▸ Source extract:
(begin)
Subject: The Agreement

Question 1

Does subsection 8-1(2) of the Income Tax Assessment Act 1997 (ITAA 1997) preclude a deduction in respect of the amount paid by Company A to Company B for the assignment of the Distributorship Agreement between Company B and Company C?

Answer

Yes.

This ruling applies for the following periods:

Year ended 30 June 2007.

The scheme commences on:

1 July 2006.

Relevant facts and circumstances

Introduction

The ruling is in respect of the income tax treatment of an amount paid by Company A for the assignment of a distribution agreement, hereafter described as the Agreement.

Parties to the Transaction

The parties to the Transaction (as described below) that is the subject of this ruling are:

Documents

The Transaction that is the subject of this ruling has been ascertained from the following documents:

General Background

Company A was listed as a public company on the Australian Securities Exchange.

Company A's principal and continuing activities are in the industrial maintenance, commercial construction, utilities and resources sectors.

Prior to the acquisition of the Company B business in 2006 and which is described below:

Company A's business was broadly in the hiring of equipment.

Company A did not actively engage in the retail trade of equipment.

After the acquisition of Company B, Company A's website indicated that the Company B business complemented Company A's existing hire business. The website also referred to the expansion and future growth opportunities that the Company B acquisition presented to Company A.

Transaction

Acquisition of Company B

In August 2006 Company A acquired the Company B business (and holder of the Agreement).

The Applicant contends that acquisition of the Company B business provided, inter alia, the following benefits to Company A:

Securing the distribution agency for the equipment for the term of the Agreement; and

Procurement/ROI benefits via the wholesale purchase of the equipment at a discount on retail prices.

Business Sale and Purchase Agreement

Company D entered into the BSP Agreement with Company B and Company B Guarantors whereby Company B agreed to sell its Business and Assets and Company D agreed to buy the Business and the Assets for $X.
(end)
▸ Data records:
(begin)
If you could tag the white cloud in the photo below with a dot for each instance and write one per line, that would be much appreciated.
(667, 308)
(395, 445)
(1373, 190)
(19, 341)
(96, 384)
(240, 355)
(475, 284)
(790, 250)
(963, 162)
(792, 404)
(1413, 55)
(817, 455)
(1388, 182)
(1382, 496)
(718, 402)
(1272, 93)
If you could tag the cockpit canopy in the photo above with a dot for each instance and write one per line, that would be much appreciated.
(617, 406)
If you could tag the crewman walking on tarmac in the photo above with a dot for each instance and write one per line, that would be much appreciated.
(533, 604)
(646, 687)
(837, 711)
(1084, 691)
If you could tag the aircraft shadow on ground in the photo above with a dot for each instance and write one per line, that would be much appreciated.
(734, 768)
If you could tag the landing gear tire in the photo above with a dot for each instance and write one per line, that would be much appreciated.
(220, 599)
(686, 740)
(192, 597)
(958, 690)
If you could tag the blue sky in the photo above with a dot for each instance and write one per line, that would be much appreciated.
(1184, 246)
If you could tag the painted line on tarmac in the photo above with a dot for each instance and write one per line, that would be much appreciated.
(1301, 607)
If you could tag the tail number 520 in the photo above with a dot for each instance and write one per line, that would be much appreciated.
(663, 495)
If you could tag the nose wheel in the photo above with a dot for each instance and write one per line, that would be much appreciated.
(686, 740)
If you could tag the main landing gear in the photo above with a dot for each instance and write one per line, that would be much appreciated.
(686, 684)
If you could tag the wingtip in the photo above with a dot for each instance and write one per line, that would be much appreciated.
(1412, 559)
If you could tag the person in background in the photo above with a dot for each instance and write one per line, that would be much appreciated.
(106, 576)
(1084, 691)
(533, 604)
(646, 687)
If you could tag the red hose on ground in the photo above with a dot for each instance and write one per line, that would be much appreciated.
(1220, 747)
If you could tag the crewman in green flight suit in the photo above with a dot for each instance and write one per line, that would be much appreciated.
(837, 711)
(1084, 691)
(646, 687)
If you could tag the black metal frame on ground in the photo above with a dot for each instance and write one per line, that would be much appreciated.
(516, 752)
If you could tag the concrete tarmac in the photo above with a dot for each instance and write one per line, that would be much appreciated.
(end)
▸ Problems to solve:
- 1) Answer these questions from the ruling excerpt:
(a) In what month and year did Company A acquire the Company B business?
(b) For what period does the ruling apply?
(c) What was Company A's business broadly in before it acquired the Company B business?
- 2) Duplicate the ruling excerpt from "Company A's business" up to and including "of the Agreement).".
- 3) Translate this sentence from the ruling excerpt into Spanish: "Company A was listed as a public company on the Australian Securities Exchange."

▸ Answers by task:
- 1)
(a) August 2006
(b) The year ended 30 June 2007
(c) The hiring of equipment

- 2)
Company A's business was broadly in the hiring of equipment.

Company A did not actively engage in the retail trade of equipment.

After the acquisition of Company B, Company A's website indicated that the Company B business complemented Company A's existing hire business. The website also referred to the expansion and future growth opportunities that the Company B acquisition presented to Company A.

Transaction

Acquisition of Company B

In August 2006 Company A acquired the Company B business (and holder of the Agreement).

- 3) La Empresa A figuraba como sociedad pública en la Bolsa de Valores de Australia.